┌─ DATA EXTRACTS

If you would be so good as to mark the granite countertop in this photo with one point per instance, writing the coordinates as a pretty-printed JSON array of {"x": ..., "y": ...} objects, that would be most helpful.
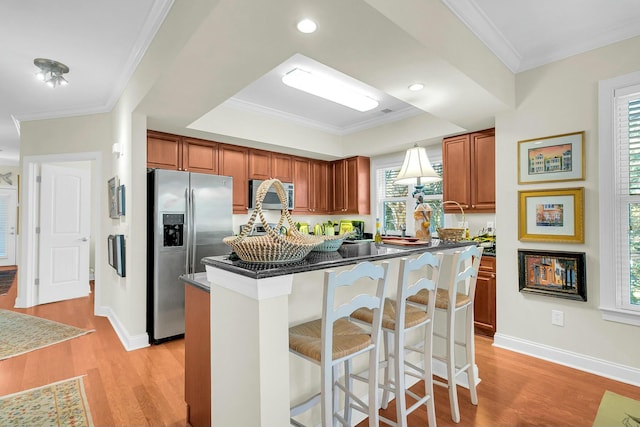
[
  {"x": 348, "y": 253},
  {"x": 198, "y": 280}
]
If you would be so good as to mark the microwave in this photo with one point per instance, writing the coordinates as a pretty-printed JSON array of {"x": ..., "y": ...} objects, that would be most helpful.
[{"x": 271, "y": 199}]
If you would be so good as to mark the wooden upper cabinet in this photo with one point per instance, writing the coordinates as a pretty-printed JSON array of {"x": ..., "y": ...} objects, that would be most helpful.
[
  {"x": 351, "y": 186},
  {"x": 199, "y": 156},
  {"x": 319, "y": 186},
  {"x": 468, "y": 163},
  {"x": 301, "y": 171},
  {"x": 167, "y": 151},
  {"x": 259, "y": 164},
  {"x": 164, "y": 150},
  {"x": 282, "y": 167},
  {"x": 234, "y": 162},
  {"x": 483, "y": 171},
  {"x": 485, "y": 297}
]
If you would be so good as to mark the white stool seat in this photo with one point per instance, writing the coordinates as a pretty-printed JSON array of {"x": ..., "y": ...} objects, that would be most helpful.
[{"x": 334, "y": 340}]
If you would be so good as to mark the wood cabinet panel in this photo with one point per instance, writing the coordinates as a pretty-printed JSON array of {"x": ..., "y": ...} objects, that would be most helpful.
[
  {"x": 301, "y": 171},
  {"x": 259, "y": 164},
  {"x": 234, "y": 162},
  {"x": 164, "y": 151},
  {"x": 199, "y": 156},
  {"x": 469, "y": 172},
  {"x": 282, "y": 167},
  {"x": 485, "y": 298},
  {"x": 320, "y": 187},
  {"x": 351, "y": 186},
  {"x": 483, "y": 166},
  {"x": 197, "y": 356}
]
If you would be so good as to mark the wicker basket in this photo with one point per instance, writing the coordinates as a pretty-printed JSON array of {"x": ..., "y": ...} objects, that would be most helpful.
[
  {"x": 272, "y": 247},
  {"x": 452, "y": 234},
  {"x": 331, "y": 243}
]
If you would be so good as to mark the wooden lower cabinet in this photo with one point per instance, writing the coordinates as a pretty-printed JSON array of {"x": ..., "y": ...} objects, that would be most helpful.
[
  {"x": 197, "y": 356},
  {"x": 485, "y": 298}
]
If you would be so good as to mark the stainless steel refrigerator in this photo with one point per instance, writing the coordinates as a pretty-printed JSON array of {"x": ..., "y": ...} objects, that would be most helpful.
[{"x": 189, "y": 215}]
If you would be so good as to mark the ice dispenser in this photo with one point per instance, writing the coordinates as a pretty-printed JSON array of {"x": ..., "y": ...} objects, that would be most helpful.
[{"x": 172, "y": 229}]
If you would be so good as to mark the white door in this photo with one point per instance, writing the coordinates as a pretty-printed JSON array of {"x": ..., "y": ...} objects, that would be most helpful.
[
  {"x": 64, "y": 233},
  {"x": 8, "y": 208}
]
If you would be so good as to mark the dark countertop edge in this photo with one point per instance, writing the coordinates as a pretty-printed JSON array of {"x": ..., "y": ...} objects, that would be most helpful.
[
  {"x": 222, "y": 263},
  {"x": 199, "y": 280}
]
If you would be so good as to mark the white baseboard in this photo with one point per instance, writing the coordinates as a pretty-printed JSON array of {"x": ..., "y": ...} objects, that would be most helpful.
[
  {"x": 129, "y": 342},
  {"x": 604, "y": 368}
]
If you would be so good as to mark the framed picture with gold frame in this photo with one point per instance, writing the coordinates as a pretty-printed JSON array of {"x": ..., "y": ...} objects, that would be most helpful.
[
  {"x": 551, "y": 215},
  {"x": 551, "y": 159}
]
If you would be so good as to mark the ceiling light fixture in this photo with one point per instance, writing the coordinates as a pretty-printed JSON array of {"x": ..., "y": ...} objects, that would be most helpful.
[
  {"x": 51, "y": 72},
  {"x": 329, "y": 89},
  {"x": 307, "y": 26}
]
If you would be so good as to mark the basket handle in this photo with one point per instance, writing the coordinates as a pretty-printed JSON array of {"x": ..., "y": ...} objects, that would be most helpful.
[{"x": 258, "y": 212}]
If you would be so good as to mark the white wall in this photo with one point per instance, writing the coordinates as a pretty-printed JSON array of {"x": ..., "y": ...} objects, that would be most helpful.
[{"x": 555, "y": 99}]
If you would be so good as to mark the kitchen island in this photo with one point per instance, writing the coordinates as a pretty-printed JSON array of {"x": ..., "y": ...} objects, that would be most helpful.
[{"x": 252, "y": 307}]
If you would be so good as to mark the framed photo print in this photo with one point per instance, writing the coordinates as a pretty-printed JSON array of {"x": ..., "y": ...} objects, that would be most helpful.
[
  {"x": 553, "y": 273},
  {"x": 551, "y": 159},
  {"x": 113, "y": 197},
  {"x": 121, "y": 198},
  {"x": 551, "y": 215}
]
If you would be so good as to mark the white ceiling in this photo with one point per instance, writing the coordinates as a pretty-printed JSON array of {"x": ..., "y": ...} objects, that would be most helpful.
[{"x": 103, "y": 42}]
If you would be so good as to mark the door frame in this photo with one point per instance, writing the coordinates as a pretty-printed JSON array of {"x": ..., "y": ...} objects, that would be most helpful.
[{"x": 29, "y": 213}]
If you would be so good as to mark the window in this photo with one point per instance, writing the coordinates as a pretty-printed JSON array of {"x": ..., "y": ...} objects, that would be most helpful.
[
  {"x": 619, "y": 151},
  {"x": 396, "y": 203}
]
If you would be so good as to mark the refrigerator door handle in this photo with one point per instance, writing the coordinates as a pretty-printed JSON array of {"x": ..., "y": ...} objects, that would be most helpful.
[
  {"x": 194, "y": 229},
  {"x": 188, "y": 231}
]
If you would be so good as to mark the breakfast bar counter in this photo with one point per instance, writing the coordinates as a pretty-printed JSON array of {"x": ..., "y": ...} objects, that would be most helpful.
[{"x": 252, "y": 308}]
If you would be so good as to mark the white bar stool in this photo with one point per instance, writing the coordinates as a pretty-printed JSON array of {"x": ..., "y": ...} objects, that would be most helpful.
[
  {"x": 398, "y": 319},
  {"x": 458, "y": 296},
  {"x": 334, "y": 339}
]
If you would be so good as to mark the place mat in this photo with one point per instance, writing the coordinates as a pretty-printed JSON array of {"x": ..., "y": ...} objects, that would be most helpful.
[
  {"x": 59, "y": 404},
  {"x": 21, "y": 333},
  {"x": 6, "y": 280},
  {"x": 617, "y": 410}
]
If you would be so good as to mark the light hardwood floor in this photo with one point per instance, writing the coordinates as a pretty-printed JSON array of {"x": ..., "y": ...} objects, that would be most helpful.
[{"x": 146, "y": 387}]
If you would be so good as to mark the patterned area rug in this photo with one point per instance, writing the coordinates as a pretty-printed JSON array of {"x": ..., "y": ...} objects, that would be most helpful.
[
  {"x": 616, "y": 410},
  {"x": 6, "y": 280},
  {"x": 60, "y": 404},
  {"x": 21, "y": 333}
]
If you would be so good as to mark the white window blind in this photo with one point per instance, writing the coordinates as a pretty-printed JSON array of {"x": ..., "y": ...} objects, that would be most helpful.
[{"x": 627, "y": 194}]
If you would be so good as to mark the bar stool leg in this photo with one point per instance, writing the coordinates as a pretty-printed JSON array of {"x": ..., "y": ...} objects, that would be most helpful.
[
  {"x": 451, "y": 366},
  {"x": 470, "y": 347}
]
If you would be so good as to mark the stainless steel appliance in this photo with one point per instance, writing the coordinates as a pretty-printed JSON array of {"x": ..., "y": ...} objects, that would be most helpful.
[
  {"x": 189, "y": 215},
  {"x": 271, "y": 200}
]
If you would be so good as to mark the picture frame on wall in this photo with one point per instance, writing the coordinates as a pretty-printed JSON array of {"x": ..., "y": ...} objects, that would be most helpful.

└─

EXERCISE DETAILS: Exactly the lines from the one with "stainless steel appliance" through the last line of the listing above must make up your answer.

REPLY TO THE EXERCISE:
If you would be so good as to mark the stainless steel appliance in this photo with one point per instance, writing the coordinates as a pretty-printed JSON array of {"x": ..., "y": ...} objects, that would be most helpful.
[
  {"x": 189, "y": 215},
  {"x": 271, "y": 200}
]
If you would be so good as to mark the picture frame on wall in this photo with one point per instance, writing the coordinates as a pretty-printed JSON array of {"x": ..., "y": ...} objects, that would be most helpful.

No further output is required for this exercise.